▸ Aim of the task
Reproduce only what runs from the line containing "indicate the green leafy" to the line containing "You are given a photograph. Locate the white football" in the records below, inclusive. Keep it exact, and keep the pictures out.
*** Opening Data records ***
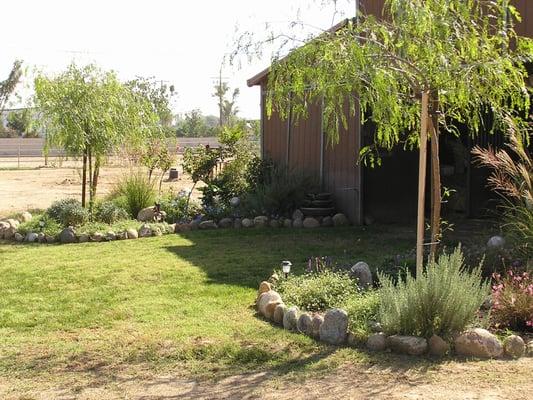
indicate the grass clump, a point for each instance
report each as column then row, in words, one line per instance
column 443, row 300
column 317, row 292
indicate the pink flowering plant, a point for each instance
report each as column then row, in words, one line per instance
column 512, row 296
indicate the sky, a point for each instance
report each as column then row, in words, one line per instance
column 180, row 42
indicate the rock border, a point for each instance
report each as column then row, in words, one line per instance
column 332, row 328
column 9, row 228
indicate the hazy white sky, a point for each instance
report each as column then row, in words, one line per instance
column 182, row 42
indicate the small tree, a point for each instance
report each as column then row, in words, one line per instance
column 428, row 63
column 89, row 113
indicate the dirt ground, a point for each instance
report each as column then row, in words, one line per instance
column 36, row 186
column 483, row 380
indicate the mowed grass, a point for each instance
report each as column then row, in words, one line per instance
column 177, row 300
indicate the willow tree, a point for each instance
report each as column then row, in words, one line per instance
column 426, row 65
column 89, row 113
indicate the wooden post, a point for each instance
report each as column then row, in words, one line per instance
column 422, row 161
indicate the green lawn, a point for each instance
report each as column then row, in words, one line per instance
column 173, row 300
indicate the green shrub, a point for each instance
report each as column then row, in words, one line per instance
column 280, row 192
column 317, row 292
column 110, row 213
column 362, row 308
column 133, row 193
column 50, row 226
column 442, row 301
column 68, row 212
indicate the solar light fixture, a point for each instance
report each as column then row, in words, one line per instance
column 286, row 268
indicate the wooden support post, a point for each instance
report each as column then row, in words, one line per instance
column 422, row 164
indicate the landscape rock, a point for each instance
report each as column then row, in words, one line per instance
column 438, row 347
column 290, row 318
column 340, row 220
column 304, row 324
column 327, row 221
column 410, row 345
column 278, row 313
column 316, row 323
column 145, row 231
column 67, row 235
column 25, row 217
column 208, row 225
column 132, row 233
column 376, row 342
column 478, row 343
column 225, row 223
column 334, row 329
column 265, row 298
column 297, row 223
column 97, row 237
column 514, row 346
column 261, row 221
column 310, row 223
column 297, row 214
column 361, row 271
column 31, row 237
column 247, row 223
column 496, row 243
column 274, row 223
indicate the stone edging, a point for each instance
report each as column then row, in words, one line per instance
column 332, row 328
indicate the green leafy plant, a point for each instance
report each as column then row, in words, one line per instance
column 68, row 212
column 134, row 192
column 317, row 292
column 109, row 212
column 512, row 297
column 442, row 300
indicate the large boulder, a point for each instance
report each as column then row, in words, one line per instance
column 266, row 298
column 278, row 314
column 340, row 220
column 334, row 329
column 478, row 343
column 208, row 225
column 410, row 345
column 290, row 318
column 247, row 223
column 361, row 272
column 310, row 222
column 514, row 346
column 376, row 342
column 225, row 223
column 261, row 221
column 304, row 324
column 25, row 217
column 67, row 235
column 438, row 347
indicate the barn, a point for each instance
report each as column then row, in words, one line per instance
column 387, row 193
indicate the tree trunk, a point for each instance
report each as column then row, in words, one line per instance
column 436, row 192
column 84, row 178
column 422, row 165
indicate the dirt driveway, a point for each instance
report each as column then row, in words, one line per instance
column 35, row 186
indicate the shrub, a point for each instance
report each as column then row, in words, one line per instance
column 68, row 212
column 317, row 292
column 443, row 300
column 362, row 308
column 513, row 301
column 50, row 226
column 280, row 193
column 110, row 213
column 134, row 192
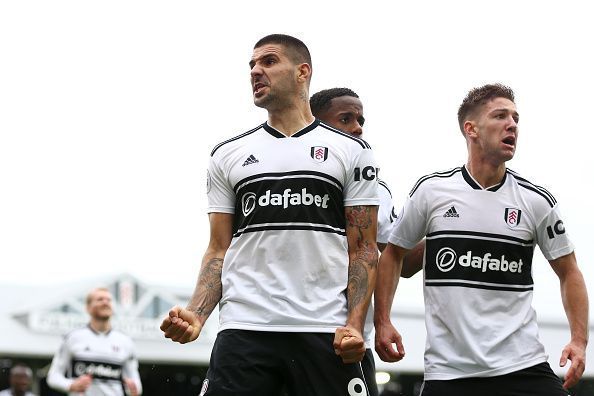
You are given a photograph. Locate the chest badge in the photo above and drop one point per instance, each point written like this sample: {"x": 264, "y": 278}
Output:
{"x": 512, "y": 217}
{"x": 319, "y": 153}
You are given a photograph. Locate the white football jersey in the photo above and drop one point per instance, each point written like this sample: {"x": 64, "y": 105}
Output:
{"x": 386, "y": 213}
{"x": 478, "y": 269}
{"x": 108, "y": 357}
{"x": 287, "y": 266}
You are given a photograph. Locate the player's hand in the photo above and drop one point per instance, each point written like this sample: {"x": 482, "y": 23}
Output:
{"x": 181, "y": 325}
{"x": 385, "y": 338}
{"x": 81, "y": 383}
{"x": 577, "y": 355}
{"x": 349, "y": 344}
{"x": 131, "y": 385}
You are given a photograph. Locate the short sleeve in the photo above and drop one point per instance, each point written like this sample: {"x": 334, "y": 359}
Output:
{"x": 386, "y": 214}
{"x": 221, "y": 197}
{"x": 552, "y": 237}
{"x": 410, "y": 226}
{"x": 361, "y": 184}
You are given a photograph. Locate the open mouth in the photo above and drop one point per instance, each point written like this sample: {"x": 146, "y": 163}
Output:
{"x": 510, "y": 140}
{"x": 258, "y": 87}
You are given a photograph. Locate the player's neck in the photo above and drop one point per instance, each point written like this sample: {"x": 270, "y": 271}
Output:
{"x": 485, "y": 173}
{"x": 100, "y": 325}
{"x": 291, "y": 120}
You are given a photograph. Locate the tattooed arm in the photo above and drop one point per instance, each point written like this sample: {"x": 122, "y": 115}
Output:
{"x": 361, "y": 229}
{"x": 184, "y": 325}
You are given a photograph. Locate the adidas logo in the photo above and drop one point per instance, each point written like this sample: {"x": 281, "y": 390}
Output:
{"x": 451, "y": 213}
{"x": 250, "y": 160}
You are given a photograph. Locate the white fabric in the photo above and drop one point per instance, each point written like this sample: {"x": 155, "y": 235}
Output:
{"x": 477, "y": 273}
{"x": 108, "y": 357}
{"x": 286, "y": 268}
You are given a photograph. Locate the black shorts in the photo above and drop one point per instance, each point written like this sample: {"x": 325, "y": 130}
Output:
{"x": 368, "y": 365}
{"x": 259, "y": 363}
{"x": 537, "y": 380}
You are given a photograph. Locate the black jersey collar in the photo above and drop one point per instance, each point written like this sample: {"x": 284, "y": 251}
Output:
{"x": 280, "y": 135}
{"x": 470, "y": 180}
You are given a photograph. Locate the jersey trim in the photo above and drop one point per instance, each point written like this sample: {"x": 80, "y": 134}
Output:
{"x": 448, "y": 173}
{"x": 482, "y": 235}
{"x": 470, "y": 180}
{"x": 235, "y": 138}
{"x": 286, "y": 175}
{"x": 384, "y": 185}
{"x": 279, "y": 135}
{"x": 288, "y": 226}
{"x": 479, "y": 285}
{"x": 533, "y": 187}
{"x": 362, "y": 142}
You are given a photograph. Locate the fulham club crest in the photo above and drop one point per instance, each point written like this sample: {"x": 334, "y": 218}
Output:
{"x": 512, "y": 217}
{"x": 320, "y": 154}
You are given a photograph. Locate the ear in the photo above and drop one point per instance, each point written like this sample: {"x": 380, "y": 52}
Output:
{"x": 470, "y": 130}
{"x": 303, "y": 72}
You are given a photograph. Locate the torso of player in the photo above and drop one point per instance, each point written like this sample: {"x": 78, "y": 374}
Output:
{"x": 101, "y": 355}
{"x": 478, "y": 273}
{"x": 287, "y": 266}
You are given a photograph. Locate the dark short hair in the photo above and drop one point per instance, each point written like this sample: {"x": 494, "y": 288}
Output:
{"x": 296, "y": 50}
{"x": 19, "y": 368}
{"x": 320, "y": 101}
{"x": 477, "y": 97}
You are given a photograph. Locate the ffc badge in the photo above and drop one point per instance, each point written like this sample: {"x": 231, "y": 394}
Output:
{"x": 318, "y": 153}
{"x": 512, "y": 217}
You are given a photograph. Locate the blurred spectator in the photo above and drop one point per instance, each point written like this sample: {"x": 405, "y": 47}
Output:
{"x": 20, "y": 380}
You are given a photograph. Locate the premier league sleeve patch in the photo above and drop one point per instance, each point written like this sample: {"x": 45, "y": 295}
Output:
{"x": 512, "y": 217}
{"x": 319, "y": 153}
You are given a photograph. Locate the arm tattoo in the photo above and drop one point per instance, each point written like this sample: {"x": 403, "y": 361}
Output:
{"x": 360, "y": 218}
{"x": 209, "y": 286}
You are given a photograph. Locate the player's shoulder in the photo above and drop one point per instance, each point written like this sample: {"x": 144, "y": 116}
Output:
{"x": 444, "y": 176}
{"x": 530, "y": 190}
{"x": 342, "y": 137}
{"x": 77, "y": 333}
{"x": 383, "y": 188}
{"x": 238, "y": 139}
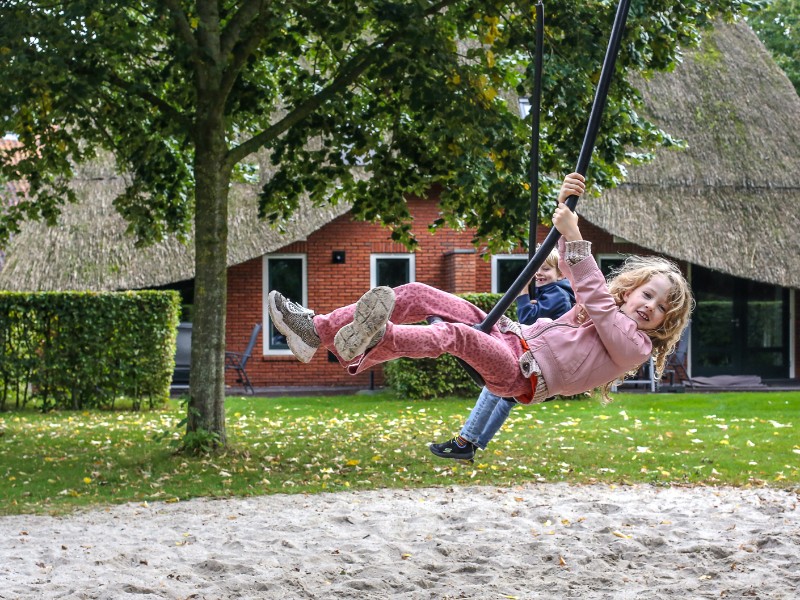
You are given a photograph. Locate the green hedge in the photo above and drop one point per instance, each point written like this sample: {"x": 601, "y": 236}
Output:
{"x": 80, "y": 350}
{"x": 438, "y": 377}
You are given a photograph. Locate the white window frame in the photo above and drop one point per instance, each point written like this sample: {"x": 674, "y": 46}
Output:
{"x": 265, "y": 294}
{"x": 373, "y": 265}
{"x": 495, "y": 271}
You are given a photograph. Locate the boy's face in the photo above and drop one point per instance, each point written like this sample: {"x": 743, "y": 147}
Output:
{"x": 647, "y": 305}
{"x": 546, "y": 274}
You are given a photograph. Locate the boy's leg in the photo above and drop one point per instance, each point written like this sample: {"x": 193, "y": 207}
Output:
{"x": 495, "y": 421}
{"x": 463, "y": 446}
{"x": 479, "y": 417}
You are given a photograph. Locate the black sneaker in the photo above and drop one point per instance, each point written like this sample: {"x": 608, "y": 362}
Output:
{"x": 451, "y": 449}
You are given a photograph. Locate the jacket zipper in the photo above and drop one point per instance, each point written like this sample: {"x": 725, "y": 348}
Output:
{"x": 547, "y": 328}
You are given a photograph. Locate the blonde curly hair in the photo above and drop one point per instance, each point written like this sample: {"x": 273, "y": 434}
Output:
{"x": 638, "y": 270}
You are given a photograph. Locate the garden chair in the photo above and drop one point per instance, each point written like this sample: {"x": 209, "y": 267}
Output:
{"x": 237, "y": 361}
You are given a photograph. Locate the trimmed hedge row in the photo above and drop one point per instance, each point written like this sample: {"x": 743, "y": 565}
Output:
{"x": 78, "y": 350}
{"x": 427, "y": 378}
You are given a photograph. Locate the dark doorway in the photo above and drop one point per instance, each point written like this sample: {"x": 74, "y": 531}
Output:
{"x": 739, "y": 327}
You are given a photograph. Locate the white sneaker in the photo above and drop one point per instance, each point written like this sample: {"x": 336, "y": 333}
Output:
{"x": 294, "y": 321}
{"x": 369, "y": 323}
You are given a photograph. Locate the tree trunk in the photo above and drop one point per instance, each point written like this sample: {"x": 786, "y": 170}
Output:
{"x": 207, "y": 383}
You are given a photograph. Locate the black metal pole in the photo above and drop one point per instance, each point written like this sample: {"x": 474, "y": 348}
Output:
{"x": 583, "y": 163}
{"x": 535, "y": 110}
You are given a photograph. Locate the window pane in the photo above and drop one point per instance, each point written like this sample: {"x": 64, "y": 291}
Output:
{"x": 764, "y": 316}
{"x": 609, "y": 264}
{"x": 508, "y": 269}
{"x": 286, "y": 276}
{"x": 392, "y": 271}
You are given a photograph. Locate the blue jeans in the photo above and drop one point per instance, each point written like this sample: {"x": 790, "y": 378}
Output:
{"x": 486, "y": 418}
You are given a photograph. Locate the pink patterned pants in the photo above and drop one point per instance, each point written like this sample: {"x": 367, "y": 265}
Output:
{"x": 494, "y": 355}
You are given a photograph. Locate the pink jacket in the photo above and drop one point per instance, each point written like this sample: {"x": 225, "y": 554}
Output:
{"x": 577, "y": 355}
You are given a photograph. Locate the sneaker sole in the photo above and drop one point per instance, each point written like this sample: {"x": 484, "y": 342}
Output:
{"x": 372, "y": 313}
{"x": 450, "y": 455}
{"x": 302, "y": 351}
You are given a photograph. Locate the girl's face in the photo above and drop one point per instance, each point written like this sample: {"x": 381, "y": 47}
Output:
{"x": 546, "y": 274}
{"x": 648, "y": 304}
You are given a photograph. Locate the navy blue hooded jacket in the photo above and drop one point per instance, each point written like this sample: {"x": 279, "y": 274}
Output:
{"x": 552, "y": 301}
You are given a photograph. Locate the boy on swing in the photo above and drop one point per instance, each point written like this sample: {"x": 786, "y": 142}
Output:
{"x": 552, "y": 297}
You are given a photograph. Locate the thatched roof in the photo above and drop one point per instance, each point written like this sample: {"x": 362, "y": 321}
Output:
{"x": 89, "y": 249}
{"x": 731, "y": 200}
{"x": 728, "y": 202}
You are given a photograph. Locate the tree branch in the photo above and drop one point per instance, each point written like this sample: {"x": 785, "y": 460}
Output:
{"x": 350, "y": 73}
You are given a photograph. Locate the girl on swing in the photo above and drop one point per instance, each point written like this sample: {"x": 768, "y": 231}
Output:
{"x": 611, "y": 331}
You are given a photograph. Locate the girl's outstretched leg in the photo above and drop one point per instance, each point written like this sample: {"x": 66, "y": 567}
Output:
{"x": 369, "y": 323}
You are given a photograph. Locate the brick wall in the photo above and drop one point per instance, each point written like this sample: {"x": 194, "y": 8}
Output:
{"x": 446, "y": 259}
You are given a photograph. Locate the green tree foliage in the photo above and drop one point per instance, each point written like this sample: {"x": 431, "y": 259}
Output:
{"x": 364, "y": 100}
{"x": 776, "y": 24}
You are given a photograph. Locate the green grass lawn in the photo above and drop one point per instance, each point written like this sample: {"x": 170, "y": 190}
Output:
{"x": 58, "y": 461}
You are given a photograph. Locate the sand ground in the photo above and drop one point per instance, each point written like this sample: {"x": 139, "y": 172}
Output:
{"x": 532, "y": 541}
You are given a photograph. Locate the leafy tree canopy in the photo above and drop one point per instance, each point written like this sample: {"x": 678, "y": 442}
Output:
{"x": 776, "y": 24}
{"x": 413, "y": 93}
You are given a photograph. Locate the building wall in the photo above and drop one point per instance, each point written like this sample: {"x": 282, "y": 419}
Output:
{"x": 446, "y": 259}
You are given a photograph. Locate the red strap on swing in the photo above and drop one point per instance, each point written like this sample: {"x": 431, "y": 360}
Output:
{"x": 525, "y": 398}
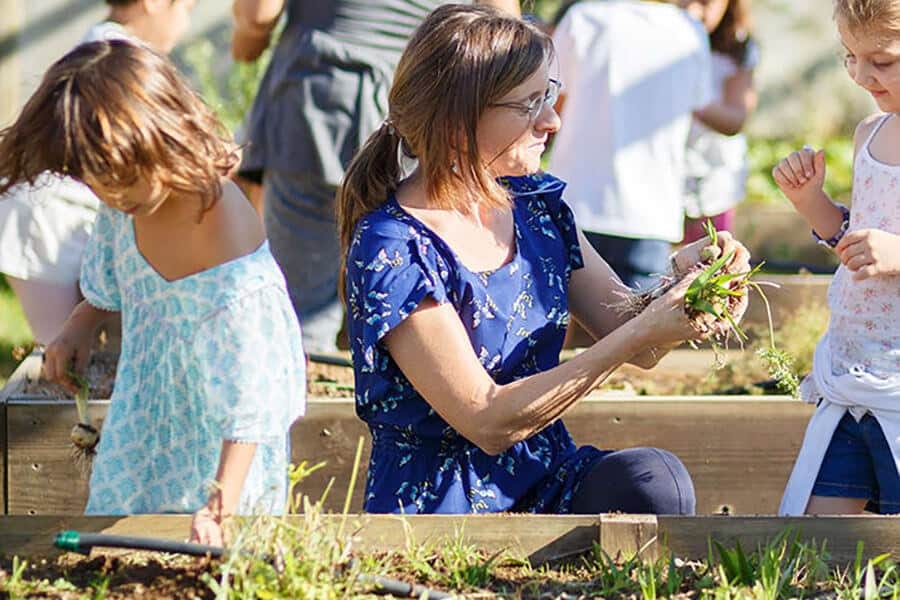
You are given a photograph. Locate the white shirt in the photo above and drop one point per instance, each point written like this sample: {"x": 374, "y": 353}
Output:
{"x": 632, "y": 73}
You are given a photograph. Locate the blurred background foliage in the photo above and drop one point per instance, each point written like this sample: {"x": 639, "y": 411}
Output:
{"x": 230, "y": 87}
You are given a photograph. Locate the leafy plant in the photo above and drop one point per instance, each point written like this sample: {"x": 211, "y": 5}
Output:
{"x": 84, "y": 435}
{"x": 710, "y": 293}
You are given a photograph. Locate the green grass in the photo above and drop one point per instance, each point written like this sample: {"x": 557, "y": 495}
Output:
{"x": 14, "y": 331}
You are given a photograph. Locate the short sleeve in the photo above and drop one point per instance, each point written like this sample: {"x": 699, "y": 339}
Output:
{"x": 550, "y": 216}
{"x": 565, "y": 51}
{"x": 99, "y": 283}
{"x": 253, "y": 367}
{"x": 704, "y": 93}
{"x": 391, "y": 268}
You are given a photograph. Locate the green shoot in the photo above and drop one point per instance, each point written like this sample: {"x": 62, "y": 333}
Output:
*** Closing Data records ***
▸ Response area
indicate the green leafy plant, a point for each instance
report each as column then row, in words, one line per instance
column 68, row 212
column 134, row 192
column 317, row 292
column 109, row 212
column 512, row 297
column 442, row 300
indicate the large boulder, a point for each instance
report each as column then row, in words, one line per instance
column 266, row 298
column 278, row 314
column 340, row 220
column 334, row 329
column 478, row 343
column 208, row 225
column 410, row 345
column 290, row 318
column 247, row 223
column 361, row 272
column 310, row 222
column 514, row 346
column 376, row 342
column 225, row 223
column 261, row 221
column 304, row 324
column 25, row 217
column 67, row 235
column 438, row 347
indicate the barn, a point for each instance
report each as column then row, in words, one line per instance
column 387, row 193
indicate the tree trunk, a point for each instance
report each as column then row, in words, one line per instance
column 436, row 192
column 84, row 178
column 422, row 165
indicate the dirt driveway, a point for each instance
report each as column then row, in words, one line per instance
column 35, row 186
indicate the shrub, a point for each instance
report each as column then row, in words, one line per instance
column 68, row 212
column 317, row 292
column 443, row 300
column 362, row 308
column 513, row 301
column 50, row 226
column 280, row 193
column 110, row 213
column 134, row 192
You are given a photograph. Locate the chest badge in the photo above and drop one point per instance, each point written like this sample: {"x": 264, "y": 278}
Output:
{"x": 512, "y": 217}
{"x": 319, "y": 153}
You are given a photograph. Locate the white football jersey in the photo above and drop one point per instance, each point written like this sample: {"x": 64, "y": 105}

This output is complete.